- Excerpted data
****************

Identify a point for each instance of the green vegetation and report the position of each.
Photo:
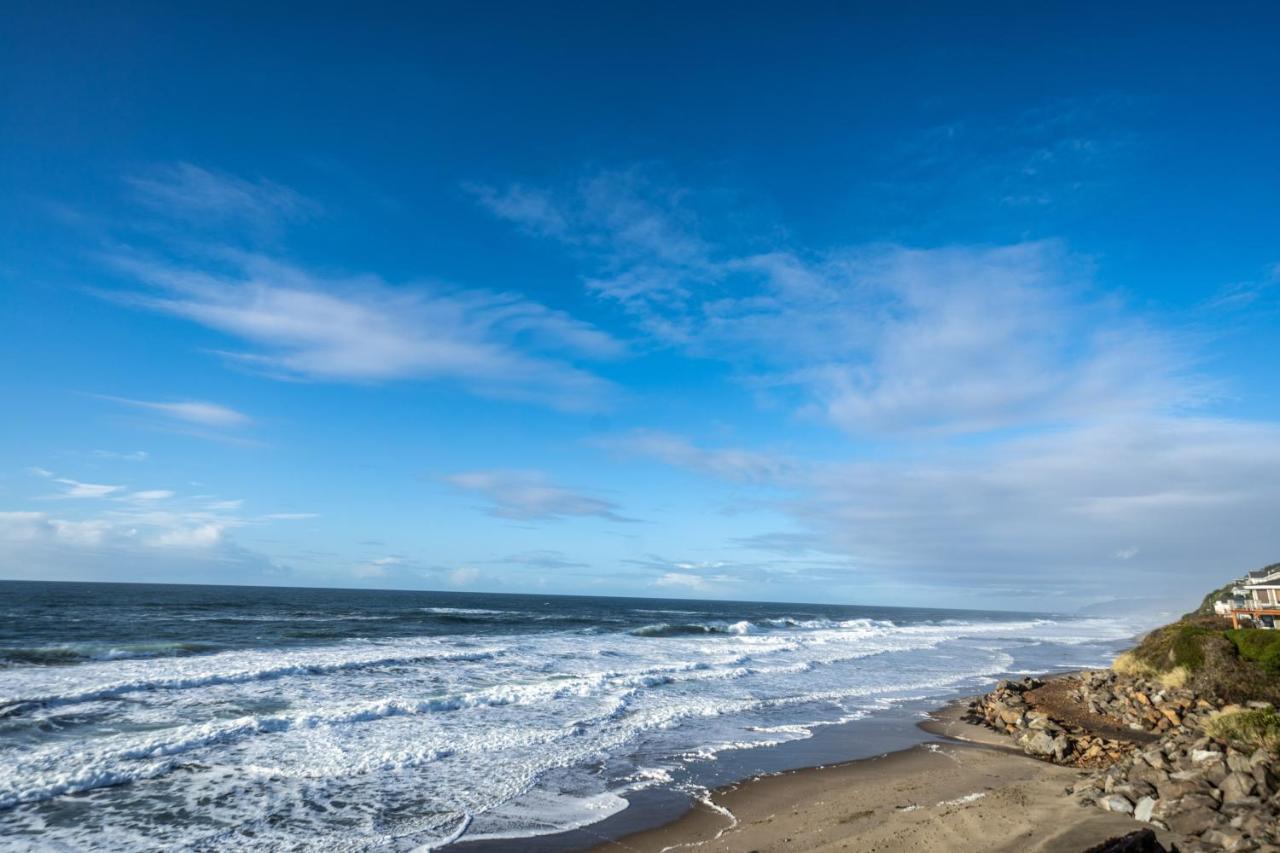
(1201, 652)
(1206, 607)
(1178, 644)
(1258, 646)
(1248, 729)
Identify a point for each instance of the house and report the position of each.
(1255, 598)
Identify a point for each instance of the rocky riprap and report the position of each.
(1011, 708)
(1152, 757)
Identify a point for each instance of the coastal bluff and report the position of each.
(1180, 734)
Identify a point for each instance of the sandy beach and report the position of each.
(964, 790)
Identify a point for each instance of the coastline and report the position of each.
(964, 789)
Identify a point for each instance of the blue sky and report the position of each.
(886, 305)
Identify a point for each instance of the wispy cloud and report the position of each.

****************

- Work to complete
Rewrite the records above, putting "give the coordinates of each" wherever "report the position of each" appears and changing nothing else. Omit the pictures from your answer.

- Written answer
Identify a point for each instance of the green vegetation and give the coordinates of each.
Photo:
(1201, 652)
(1206, 607)
(1178, 644)
(1258, 646)
(1248, 729)
Identify a point for each instance of the house and give the coordinates of each.
(1255, 598)
Identify a point for each instance of the rocky riprap and give the coordinates of each.
(1011, 708)
(1152, 757)
Identify a point for each instance of the coastal bluff and give the coordinates of each.
(1180, 734)
Identify a point for each instance of the sandy beach and give the coordinates of each.
(964, 790)
Identify a point for each instance of the coastline and give the coordinates of each.
(964, 789)
Identify a point for each instance of the blue sky and give the coordinates of each.
(886, 305)
Identify a point for each instance of the wispy cloud and give the coordinates of each.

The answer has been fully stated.